# AIM OF THE EXERCISE
Give the number of lines that contain "paper" in the listing, and write nothing else.

★ ★ ★

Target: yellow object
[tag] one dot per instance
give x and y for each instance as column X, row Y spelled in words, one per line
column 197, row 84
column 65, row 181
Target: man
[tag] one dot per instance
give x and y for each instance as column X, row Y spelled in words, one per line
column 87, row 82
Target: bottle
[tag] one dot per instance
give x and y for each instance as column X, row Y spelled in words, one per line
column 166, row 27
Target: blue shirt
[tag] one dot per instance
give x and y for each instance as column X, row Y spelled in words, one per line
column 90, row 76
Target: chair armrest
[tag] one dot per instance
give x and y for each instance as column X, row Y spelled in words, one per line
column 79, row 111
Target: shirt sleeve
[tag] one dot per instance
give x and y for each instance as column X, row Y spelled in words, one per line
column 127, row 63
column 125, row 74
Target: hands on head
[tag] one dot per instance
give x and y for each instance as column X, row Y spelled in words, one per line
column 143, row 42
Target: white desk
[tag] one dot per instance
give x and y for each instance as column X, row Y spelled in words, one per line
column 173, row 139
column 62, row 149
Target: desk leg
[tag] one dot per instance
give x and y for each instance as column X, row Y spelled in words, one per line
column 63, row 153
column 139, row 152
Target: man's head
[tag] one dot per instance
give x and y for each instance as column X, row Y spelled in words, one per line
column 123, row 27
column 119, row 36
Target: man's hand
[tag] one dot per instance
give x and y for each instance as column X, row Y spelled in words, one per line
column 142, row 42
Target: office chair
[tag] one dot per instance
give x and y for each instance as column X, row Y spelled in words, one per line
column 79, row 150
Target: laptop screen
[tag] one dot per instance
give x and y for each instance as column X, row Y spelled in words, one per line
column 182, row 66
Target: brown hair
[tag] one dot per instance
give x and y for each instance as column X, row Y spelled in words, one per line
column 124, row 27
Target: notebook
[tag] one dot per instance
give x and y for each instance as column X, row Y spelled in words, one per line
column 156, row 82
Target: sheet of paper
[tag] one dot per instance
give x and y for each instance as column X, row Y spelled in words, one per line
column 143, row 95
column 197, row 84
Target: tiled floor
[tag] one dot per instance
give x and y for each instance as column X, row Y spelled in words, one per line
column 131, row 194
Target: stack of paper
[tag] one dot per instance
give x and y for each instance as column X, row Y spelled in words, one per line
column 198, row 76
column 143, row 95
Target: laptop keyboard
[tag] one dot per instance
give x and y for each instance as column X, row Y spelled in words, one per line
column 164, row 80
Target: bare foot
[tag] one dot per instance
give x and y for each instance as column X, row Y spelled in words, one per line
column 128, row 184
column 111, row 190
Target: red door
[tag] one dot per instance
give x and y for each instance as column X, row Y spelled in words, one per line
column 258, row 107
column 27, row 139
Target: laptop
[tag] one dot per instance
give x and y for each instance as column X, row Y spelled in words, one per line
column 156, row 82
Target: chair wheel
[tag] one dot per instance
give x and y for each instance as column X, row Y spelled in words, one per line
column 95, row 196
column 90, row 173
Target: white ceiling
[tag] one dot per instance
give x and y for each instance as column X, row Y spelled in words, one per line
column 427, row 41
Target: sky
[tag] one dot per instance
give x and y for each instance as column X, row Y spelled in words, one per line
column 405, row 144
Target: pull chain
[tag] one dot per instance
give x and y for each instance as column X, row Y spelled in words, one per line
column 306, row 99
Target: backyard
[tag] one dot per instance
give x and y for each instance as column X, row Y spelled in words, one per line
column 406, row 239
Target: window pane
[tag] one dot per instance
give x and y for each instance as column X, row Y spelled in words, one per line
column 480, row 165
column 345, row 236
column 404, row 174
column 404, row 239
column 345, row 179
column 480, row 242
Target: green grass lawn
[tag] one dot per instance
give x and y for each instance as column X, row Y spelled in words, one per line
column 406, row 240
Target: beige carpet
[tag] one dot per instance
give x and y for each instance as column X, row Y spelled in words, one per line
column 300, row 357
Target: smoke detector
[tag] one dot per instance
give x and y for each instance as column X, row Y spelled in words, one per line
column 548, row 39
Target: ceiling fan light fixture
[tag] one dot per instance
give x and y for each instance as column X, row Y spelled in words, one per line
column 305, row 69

★ ★ ★

# SOLUTION TO THIS TASK
2